> _Selected text_:

IoT Security - Part 1 (101 - IoT Introduction And Architecture)

IoT Security - Part 10 (Introduction To MQTT Protocol And Security)

In this blog, we are going to look at CoAP, a simple IoT protocol used for constrained environments, and security issues and attacks on CoAP protocol and its implementations. The power of CoAP is its simplicity and portability with HTTP protocol which will be evident when we discuss the protocol internals.

1 Introduction

CoAP is short for Constrained Application Protocol. It is an IETF standard and the core protocol is defined in RFC 7252. There are further extensions that are defined in separate RFCs. It is well suited for nodes that run on simple microcontrollers, with limited ROM and RAM, and communicate over Low-Power Wireless Area Networks (LPWAN) e.g. 6LoWPAN. It works at the application layer of the TCP/IP stack and utilizes UDP as the underlying transport protocol. In 2018 a new standard - RFC 8323 was released which describes CoAP over TCP, TLS and WebSockets.

UDP (or TCP) Port Communication Type
5683 Plain text
5684 DTLS (or TLS over TCP)

> _Objective 1_:
Could you copy out the records, starting at the line containing "In this exercise you will pick out the brown" and running through the end of the records, with that first line included?

> _Records shown_:
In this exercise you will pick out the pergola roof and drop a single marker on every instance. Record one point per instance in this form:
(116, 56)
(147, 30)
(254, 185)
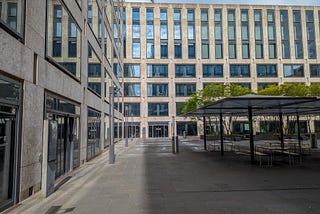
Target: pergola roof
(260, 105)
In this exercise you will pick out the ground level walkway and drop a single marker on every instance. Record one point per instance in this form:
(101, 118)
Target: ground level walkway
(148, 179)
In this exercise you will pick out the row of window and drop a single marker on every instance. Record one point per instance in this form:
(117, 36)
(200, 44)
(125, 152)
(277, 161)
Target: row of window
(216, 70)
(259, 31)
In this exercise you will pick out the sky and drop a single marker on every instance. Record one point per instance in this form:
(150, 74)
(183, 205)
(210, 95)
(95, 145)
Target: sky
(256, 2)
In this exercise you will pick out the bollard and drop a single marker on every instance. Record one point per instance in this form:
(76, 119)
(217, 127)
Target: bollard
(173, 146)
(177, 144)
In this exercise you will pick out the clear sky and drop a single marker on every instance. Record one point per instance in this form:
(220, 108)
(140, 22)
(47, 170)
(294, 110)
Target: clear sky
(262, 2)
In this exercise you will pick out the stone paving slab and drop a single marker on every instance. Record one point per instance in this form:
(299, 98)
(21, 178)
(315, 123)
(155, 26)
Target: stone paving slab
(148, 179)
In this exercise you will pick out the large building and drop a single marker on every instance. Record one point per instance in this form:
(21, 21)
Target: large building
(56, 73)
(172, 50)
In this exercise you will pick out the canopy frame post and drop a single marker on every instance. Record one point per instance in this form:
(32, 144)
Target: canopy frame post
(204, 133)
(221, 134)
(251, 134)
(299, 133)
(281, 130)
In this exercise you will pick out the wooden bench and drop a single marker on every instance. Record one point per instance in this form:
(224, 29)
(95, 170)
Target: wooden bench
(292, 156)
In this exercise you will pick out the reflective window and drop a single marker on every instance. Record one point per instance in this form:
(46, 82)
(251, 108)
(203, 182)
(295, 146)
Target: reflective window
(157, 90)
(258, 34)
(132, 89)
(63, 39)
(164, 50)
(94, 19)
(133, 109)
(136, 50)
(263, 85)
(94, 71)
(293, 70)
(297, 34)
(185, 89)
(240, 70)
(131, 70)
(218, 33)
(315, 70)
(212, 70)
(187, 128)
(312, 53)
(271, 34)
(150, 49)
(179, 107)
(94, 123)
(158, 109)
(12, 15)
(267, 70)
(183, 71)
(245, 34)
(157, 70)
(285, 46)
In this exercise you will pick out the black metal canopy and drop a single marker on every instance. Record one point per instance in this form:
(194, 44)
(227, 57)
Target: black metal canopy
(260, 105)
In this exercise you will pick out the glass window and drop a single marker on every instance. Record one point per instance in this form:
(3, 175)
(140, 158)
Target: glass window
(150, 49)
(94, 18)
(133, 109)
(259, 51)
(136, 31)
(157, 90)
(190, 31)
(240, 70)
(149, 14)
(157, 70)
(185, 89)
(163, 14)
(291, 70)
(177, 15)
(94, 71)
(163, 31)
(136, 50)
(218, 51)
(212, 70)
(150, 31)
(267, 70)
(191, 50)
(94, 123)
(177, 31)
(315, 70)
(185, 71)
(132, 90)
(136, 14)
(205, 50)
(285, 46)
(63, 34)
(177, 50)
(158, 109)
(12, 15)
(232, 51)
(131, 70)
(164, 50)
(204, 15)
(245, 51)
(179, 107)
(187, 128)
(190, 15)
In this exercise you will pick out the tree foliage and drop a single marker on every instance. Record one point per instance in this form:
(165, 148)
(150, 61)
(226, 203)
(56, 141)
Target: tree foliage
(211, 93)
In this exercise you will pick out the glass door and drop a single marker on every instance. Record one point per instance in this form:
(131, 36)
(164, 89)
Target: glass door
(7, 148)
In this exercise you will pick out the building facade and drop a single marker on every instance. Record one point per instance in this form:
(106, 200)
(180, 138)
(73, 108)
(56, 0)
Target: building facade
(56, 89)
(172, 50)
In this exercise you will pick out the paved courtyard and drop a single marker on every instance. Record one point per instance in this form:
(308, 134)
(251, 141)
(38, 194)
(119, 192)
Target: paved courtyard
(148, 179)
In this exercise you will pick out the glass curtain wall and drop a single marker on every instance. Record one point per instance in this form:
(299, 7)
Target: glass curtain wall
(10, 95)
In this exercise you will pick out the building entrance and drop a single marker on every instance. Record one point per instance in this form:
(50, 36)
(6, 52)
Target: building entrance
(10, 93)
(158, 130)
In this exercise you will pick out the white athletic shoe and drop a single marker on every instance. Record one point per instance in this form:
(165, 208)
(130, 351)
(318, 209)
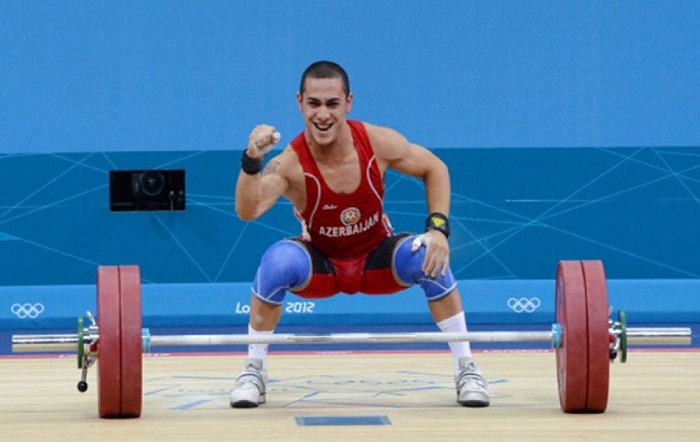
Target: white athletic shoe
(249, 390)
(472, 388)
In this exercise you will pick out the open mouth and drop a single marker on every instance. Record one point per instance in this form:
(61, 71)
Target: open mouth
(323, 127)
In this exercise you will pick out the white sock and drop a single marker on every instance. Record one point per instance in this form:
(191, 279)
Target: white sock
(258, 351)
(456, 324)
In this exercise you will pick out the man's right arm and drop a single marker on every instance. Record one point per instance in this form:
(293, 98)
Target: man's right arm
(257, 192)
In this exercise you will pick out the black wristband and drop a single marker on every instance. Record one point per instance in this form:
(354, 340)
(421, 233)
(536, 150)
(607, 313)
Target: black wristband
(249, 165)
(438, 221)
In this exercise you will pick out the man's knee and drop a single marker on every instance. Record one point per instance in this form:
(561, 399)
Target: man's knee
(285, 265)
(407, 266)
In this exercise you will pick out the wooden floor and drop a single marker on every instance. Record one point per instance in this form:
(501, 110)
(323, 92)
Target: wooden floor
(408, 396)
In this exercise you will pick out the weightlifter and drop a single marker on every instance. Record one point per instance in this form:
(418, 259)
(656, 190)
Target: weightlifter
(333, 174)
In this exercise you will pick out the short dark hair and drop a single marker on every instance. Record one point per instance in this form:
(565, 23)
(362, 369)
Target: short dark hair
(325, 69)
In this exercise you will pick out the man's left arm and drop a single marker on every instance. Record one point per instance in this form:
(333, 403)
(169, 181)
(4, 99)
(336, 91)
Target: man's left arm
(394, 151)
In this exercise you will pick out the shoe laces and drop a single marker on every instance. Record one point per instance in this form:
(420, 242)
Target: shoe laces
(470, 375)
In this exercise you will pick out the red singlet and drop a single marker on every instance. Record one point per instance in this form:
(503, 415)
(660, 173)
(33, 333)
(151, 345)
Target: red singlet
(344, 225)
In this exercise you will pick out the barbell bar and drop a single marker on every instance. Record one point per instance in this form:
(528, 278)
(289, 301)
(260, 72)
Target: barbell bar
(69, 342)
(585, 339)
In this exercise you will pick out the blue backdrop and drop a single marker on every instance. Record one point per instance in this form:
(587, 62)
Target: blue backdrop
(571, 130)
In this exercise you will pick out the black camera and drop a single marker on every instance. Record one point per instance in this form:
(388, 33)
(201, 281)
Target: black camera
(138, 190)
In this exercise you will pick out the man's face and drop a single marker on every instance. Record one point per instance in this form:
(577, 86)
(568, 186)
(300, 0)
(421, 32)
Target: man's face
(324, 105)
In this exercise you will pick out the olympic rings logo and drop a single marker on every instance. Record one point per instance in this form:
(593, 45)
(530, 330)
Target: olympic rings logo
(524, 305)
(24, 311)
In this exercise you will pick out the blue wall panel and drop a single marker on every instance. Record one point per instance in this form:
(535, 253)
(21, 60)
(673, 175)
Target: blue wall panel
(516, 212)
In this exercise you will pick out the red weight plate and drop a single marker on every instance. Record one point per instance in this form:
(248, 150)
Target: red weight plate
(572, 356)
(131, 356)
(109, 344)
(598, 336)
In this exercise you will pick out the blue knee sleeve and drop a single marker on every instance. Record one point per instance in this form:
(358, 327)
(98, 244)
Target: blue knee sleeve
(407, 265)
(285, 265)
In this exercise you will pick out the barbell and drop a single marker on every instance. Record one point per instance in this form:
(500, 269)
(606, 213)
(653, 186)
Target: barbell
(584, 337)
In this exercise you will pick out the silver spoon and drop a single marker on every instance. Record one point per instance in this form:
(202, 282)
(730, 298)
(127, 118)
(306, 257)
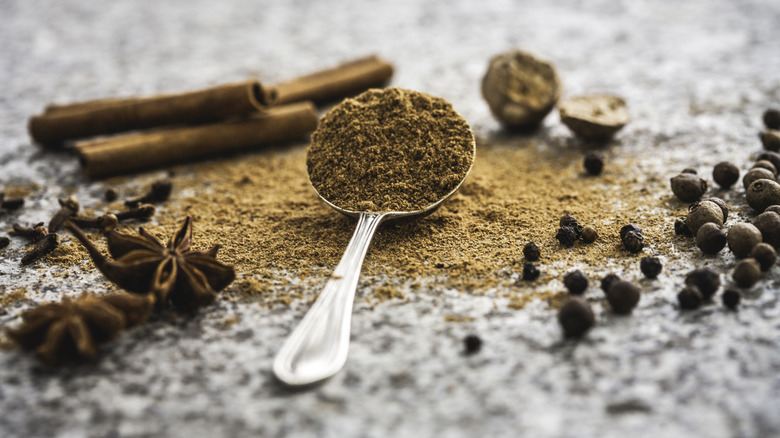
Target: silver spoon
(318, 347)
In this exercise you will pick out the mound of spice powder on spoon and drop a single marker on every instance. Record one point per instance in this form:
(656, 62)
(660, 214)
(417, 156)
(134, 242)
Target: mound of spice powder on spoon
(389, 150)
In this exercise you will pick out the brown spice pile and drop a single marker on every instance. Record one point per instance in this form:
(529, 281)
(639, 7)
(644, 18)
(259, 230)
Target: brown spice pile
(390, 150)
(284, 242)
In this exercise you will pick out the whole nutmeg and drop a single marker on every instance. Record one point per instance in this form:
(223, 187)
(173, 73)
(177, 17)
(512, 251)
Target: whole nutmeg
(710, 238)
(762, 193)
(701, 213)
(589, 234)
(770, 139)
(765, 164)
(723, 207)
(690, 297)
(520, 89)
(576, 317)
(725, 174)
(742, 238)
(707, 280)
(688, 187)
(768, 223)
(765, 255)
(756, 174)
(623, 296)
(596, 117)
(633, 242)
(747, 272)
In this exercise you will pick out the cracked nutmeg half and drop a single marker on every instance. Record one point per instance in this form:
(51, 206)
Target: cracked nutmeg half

> _Objective 2_:
How would you put this sentence from the CoAP security text into German: "There are further extensions that are defined in separate RFCs."

> _Written solution 1_:
In this exercise you will pick out the brown spice pile and drop a single marker on every instance. Record one point per instance in this form:
(529, 281)
(639, 7)
(644, 18)
(259, 230)
Target: brown spice pile
(390, 150)
(284, 242)
In this exercise you will pick out the whole nutmeg and drop a single marker on every instance. Record one point per instance in this form:
(223, 187)
(173, 73)
(177, 17)
(512, 251)
Target: whole nutmeg
(710, 238)
(762, 193)
(701, 213)
(589, 234)
(770, 139)
(765, 164)
(723, 207)
(690, 297)
(520, 89)
(576, 317)
(725, 174)
(742, 238)
(707, 280)
(688, 187)
(768, 223)
(765, 255)
(756, 174)
(623, 296)
(596, 117)
(633, 242)
(747, 272)
In this exercise you will pick out the cracked nutmeg half and drop a single marker on every instance. Record one point per instance in this form:
(51, 206)
Target: cracked nutmeg half

> _Written solution 2_:
Es gibt weitere Erweiterungen, die in separaten RFCs definiert sind.